International Non-Binary People's Day is observed each year on 14 July and is aimed at raising awareness and organising around the issues faced by non-binary people around the world. The day was first celebrated in 2012, started by Katje van Loon. The date was chosen for being precisely midway between International Men's Day and International Women's Day.

Most countries in the world do not recognize non-binary as a legal gender, meaning most self-identified non-binary people still have a passport matching their sex and official identification. Australia, Bangladesh, Canada, Denmark, Germany, the Netherlands and New Zealand include non-binary gender options on passports, and 23 US states plus Washington DC allow residents to mark their gender as 'X' on their driving licence.
============================================================
**REQUESTS**
**A.** Name every country that the passage on International Non-Binary People's Day says includes non-binary gender options on passports.
**B.** Answer these questions from the passage on International Non-Binary People's Day:
(i) On what date is the day observed each year?
(ii) Who started the day?
(iii) How many US states allow residents to mark their gender as 'X' on their driving licence?
**C.** Extend the passage on International Non-Binary People's Day with a further paragraph that picks up after its final sentence.

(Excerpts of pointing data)
============================================================
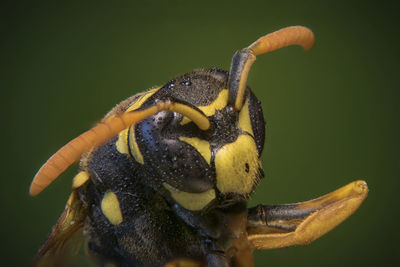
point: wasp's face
(197, 167)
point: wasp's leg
(66, 236)
(301, 223)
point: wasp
(165, 177)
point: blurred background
(332, 113)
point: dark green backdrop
(332, 114)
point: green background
(332, 113)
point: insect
(165, 177)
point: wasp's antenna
(105, 130)
(244, 59)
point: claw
(301, 223)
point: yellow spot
(209, 110)
(237, 166)
(191, 201)
(202, 146)
(110, 208)
(145, 95)
(80, 179)
(244, 118)
(122, 142)
(134, 146)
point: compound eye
(237, 166)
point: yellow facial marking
(122, 142)
(200, 145)
(80, 179)
(110, 208)
(244, 118)
(217, 104)
(138, 103)
(191, 201)
(237, 166)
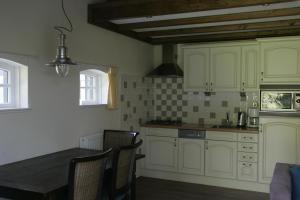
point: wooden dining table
(44, 177)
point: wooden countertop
(205, 127)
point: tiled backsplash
(165, 98)
(137, 101)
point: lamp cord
(61, 28)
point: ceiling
(187, 21)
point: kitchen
(194, 132)
(229, 53)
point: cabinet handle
(260, 128)
(206, 145)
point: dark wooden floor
(156, 189)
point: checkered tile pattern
(168, 98)
(144, 99)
============================================================
**ANSWER SET**
**A.** Australia, Bangladesh, Canada, Denmark, Germany, the Netherlands, New Zealand

**B.**
(i) 14 July
(ii) Katje van Loon
(iii) 23, plus Washington DC

**C.**
Non-Binary Awareness Week is the week starting on the Monday preceding International Non-Binary People's Day on 14 July. This is an LGBTQ+ awareness period dedicated to those who do not identify with the traditional gender binary, i.e. those who do not exclusively identify as a man or a woman, or who may identify as both a man and a woman, or may identify outside of these categories altogether.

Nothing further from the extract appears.